Problem details - Restate the entries below without a single change.
[[ Input material, beginning ]]
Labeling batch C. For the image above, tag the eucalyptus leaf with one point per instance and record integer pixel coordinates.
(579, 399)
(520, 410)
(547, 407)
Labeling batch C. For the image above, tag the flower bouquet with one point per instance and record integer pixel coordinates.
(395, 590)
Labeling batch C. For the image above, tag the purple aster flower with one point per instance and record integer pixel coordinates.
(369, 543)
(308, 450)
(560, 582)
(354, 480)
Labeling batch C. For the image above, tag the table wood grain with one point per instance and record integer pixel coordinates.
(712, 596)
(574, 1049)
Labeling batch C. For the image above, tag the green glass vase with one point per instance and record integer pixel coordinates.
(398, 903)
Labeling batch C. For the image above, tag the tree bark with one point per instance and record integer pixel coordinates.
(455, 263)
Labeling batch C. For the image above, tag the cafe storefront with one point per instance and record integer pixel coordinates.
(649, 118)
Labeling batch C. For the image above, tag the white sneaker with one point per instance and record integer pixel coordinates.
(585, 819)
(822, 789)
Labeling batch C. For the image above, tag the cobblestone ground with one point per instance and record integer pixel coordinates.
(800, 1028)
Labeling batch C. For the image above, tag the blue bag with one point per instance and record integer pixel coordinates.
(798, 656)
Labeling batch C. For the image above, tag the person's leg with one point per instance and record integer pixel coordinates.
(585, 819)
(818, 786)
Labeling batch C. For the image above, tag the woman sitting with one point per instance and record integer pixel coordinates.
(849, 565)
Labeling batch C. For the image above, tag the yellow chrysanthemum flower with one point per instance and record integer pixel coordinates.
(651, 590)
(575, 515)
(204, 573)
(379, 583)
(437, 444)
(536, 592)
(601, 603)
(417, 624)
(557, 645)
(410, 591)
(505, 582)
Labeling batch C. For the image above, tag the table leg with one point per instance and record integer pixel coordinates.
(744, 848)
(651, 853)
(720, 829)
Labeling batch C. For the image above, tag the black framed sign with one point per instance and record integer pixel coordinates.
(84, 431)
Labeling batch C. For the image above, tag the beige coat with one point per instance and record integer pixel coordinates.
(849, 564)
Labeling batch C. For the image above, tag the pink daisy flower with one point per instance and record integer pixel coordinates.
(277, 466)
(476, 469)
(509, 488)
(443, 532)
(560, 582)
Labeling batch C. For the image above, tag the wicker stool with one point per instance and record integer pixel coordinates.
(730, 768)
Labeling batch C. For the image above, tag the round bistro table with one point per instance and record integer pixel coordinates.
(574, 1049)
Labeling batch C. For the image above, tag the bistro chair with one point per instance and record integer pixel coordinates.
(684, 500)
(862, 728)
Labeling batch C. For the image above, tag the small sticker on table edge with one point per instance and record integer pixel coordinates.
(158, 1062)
[[ Input material, end ]]
Output for this task -
Labeling batch C. For the image above, tag the eucalyptus leaf with one point per instance and record integer pixel coordinates.
(579, 399)
(520, 410)
(547, 407)
Labeling batch C. For the image above, tag the flower bouquet with one point per instance and record integer pixel coordinates.
(395, 590)
Labeling batch C. For the image above, tag the purple aster flower with one point per instance and record integer pixel coordinates.
(369, 543)
(308, 450)
(560, 582)
(354, 480)
Labeling batch C. For the image above, tag the table wood grain with one point per instance and record integer pixel coordinates.
(712, 596)
(574, 1049)
Labeling batch C. For the image above, tag the green glass vase with one point per instance and record integer pixel coordinates.
(398, 903)
Labeling batch C. For the image above, tag the tree bark with one point per instance and record integer pixel coordinates.
(455, 263)
Labeling batch C. For the image above, tag the cafe storefront with one point per instance and record integer pixel coordinates.
(649, 118)
Labeling batch C. For the image above, tag the white sneaker with one point per instance and record integer pixel coordinates.
(585, 819)
(822, 789)
Labeling batch C. For the image above, tag the cobblestone ground with one point per instance and record integer pixel coordinates.
(800, 1028)
Labeling batch C. For the image above, tag the blue bag with one point per instance and record integer pixel coordinates.
(798, 656)
Labeling batch C. For the image above, tag the person's leg with one point per instance and record integer pixel coordinates.
(585, 819)
(818, 786)
Labeling batch C. For the image above, tag the woman sitting with one point per instance and record integer pixel coordinates.
(849, 565)
Labeling batch C. For the image above, tag the yellow chrysanthemum flower with one point per instance and record integer pixel coordinates.
(651, 590)
(575, 515)
(204, 573)
(379, 583)
(437, 444)
(536, 592)
(601, 603)
(417, 624)
(557, 645)
(410, 591)
(505, 582)
Labeling batch C. For the image above, tag the table leg with one point per instance and record integer pixel coordinates.
(744, 848)
(651, 853)
(720, 829)
Labeling batch C. For the image above, tag the black framed sign with one point per instance and record integer pixel coordinates.
(84, 431)
Labeling batch C. For the image above, tag the beige coat with one point per instance and record integer pixel coordinates.
(849, 564)
Labeling batch C. For the image above, tag the pink daisy flower with one point per instance and record integer pixel coordinates.
(277, 466)
(476, 469)
(509, 488)
(443, 532)
(560, 582)
Labeling batch C. For the image above, tag the wicker stool with one point per instance and record integer pixel coordinates.
(730, 768)
Labeling batch C. For the image above, tag the round bistro table with one point per instance and record integer pixel coordinates.
(574, 1049)
Labeling batch C. For the image above, tag the bistro chair with one point per instance and record integer pixel coordinates.
(684, 500)
(862, 728)
Labeling batch C. For the image above, tag the small sticker on table edge with one point per instance and record integer pixel coordinates.
(158, 1062)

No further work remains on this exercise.